▶ Work instruction
Please find every line in the entries below that contains the string "wood", and copy it.

[Stored data entries]
◇ ◇ ◇ ◇

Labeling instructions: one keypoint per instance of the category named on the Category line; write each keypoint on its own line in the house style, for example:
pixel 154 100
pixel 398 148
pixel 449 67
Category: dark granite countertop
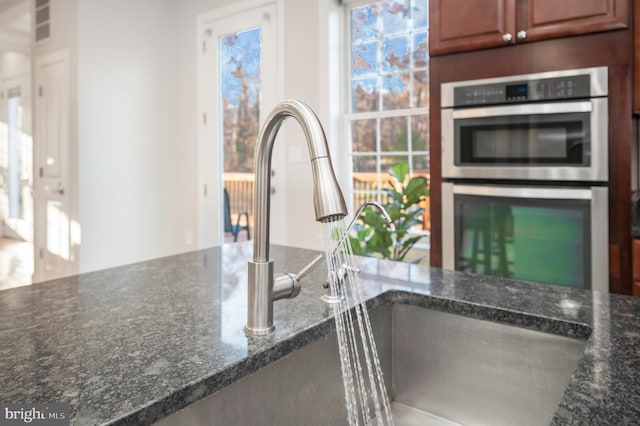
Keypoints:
pixel 133 344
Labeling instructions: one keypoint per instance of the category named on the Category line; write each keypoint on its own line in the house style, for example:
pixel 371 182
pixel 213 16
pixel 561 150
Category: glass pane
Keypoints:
pixel 240 89
pixel 364 164
pixel 365 187
pixel 364 59
pixel 14 121
pixel 388 161
pixel 395 91
pixel 363 135
pixel 393 134
pixel 420 14
pixel 240 58
pixel 395 52
pixel 364 22
pixel 420 50
pixel 364 95
pixel 394 17
pixel 421 89
pixel 420 132
pixel 561 139
pixel 420 165
pixel 537 240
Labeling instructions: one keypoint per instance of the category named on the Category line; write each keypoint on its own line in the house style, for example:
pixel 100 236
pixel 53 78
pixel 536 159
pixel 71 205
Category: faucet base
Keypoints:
pixel 259 331
pixel 260 298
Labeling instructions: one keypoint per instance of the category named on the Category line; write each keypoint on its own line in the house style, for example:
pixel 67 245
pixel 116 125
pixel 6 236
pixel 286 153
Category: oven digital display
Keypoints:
pixel 518 91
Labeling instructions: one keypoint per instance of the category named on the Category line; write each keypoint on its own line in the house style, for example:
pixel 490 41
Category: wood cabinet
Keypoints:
pixel 461 25
pixel 635 247
pixel 636 56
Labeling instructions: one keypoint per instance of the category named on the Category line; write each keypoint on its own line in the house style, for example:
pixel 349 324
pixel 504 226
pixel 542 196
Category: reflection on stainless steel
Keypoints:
pixel 597 195
pixel 328 201
pixel 570 104
pixel 462 369
pixel 597 170
pixel 597 75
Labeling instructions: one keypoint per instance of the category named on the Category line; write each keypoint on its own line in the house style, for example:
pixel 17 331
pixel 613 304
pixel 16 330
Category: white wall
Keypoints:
pixel 137 151
pixel 14 64
pixel 129 182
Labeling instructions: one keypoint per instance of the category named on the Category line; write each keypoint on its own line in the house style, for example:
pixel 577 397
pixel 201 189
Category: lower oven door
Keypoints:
pixel 544 234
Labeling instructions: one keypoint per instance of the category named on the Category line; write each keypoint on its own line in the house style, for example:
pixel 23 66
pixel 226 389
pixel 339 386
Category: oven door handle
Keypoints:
pixel 549 193
pixel 524 109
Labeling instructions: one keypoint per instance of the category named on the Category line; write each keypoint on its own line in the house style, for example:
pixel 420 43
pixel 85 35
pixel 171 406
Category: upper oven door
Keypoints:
pixel 562 141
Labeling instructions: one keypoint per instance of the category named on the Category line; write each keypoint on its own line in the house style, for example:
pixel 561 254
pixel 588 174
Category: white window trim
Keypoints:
pixel 348 116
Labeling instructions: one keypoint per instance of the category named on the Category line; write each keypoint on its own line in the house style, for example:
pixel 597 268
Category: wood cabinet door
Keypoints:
pixel 460 25
pixel 542 19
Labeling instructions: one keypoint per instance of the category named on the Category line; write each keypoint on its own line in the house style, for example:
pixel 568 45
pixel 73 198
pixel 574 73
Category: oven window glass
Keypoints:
pixel 539 240
pixel 545 139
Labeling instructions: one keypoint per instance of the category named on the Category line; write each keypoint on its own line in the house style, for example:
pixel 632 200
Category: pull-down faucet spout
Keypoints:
pixel 327 198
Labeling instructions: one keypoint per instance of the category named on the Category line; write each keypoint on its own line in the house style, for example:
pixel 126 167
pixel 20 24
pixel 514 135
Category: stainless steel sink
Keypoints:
pixel 440 369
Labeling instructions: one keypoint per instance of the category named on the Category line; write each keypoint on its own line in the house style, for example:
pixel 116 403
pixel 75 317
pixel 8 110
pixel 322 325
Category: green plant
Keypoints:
pixel 373 237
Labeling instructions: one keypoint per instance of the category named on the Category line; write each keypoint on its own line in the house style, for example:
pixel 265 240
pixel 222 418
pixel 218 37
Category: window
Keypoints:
pixel 388 110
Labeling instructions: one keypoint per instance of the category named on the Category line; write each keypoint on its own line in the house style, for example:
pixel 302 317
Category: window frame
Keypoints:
pixel 350 116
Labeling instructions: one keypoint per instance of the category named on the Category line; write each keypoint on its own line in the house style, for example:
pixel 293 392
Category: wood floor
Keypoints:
pixel 16 263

◇ ◇ ◇ ◇

▶ Written solution
Category: wood cabinet
Category: wood cabinet door
Category: wood floor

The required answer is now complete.